▸ **About this exercise**
Of the lines in the data below, write out exactly those from the one holding "Target: white door casing" through the one holding "Target: white crown molding", both included.

▸ **Provided data**
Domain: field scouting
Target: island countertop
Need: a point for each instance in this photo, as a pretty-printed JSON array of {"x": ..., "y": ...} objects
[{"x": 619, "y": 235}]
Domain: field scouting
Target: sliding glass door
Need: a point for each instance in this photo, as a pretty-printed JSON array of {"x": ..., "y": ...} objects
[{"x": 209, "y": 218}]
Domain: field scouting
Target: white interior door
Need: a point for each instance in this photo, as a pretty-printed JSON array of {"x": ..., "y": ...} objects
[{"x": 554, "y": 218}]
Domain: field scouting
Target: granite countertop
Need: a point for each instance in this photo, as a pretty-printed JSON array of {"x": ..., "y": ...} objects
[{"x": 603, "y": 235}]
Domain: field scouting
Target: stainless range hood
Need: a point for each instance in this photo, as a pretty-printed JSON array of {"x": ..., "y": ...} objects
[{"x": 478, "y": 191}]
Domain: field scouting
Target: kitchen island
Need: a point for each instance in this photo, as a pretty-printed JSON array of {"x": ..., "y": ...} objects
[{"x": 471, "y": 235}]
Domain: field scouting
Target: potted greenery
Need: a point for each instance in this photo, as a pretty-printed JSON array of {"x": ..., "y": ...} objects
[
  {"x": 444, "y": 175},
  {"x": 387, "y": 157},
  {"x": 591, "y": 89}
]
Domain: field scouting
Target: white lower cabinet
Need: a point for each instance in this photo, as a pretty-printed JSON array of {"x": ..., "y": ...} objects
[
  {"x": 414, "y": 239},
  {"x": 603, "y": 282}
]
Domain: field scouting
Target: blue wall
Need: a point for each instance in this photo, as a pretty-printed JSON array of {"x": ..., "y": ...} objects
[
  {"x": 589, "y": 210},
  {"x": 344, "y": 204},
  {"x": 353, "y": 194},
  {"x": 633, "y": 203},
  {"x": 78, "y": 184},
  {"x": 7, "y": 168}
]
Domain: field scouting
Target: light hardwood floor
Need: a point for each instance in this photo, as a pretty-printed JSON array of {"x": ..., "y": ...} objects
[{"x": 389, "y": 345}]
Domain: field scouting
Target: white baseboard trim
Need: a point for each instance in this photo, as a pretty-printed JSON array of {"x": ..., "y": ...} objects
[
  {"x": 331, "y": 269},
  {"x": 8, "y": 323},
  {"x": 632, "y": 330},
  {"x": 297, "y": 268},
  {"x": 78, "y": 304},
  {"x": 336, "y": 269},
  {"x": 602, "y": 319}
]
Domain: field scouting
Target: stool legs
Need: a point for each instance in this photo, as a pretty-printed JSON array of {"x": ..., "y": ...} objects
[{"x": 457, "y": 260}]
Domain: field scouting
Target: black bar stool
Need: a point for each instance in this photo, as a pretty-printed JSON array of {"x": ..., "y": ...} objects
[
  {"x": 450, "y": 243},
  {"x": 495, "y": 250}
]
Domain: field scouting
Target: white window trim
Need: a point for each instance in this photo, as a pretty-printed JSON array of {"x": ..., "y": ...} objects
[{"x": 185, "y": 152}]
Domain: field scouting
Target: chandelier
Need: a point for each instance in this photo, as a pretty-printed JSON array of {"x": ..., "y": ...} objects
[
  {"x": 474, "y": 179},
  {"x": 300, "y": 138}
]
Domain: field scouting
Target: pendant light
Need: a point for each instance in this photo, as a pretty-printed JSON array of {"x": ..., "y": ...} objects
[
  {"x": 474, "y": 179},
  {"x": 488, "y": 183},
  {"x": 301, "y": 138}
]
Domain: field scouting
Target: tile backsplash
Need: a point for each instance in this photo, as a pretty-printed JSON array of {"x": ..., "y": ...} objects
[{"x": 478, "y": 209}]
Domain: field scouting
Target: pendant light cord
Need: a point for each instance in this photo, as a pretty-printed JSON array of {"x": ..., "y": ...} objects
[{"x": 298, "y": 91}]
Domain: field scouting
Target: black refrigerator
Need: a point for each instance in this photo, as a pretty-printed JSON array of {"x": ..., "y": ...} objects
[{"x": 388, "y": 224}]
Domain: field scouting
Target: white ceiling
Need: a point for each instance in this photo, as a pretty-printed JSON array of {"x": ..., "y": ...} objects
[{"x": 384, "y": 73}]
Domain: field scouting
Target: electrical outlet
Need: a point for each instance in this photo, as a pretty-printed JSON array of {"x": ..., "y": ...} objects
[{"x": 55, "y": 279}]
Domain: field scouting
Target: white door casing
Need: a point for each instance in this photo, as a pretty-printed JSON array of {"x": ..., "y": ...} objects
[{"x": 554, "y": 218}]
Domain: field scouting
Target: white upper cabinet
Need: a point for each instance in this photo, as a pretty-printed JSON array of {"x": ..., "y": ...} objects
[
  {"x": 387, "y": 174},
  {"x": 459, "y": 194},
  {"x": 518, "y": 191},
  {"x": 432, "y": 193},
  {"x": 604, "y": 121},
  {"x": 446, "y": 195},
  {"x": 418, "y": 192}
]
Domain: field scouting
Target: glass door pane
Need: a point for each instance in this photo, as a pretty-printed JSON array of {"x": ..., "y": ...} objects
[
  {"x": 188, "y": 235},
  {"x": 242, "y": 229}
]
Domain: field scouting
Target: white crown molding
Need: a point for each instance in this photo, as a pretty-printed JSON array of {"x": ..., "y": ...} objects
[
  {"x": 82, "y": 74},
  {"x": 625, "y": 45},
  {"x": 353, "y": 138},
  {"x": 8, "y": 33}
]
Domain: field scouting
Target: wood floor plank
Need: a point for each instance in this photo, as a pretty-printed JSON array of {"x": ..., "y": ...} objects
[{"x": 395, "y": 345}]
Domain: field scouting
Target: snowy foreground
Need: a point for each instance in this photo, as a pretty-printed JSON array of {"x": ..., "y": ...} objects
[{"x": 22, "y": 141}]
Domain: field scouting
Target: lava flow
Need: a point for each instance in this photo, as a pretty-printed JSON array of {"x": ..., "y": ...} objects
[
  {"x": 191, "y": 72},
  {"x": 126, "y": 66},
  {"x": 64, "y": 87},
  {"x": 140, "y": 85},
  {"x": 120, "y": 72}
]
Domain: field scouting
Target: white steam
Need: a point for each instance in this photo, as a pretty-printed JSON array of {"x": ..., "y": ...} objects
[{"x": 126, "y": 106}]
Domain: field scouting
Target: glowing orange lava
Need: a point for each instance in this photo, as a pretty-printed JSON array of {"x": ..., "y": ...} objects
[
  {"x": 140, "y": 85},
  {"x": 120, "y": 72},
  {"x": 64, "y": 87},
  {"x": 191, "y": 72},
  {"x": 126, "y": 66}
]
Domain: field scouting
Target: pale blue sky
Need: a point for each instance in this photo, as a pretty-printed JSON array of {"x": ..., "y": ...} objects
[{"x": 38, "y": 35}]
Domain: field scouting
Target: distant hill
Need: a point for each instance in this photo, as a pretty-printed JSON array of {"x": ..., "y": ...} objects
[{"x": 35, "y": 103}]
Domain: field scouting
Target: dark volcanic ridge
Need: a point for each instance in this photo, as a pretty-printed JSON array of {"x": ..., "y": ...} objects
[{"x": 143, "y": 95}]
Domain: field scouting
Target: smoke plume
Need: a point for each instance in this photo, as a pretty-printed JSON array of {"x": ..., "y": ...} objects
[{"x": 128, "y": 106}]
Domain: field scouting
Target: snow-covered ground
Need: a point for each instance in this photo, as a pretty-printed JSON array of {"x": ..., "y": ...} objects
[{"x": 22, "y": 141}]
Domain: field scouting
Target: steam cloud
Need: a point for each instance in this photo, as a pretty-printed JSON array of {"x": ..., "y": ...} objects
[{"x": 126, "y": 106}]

▸ **Completed task**
Target: white door casing
Need: a point for each instance in this photo, as a pretty-printed JSON array of {"x": ..., "y": ...} objects
[{"x": 554, "y": 218}]
Domain: field scouting
Target: white upper cabinet
Need: a point for each instance in this photo, as a pretty-printed JSON array of {"x": ..., "y": ...} objects
[
  {"x": 387, "y": 174},
  {"x": 459, "y": 194},
  {"x": 518, "y": 191},
  {"x": 432, "y": 193},
  {"x": 604, "y": 121},
  {"x": 446, "y": 195},
  {"x": 418, "y": 192}
]
Domain: field scouting
Target: glass door pane
Need: a point for each instance in this photo, as a pretty-printed JSON array of {"x": ..., "y": ...} objects
[
  {"x": 188, "y": 235},
  {"x": 242, "y": 229}
]
Domain: field scouting
Target: white crown molding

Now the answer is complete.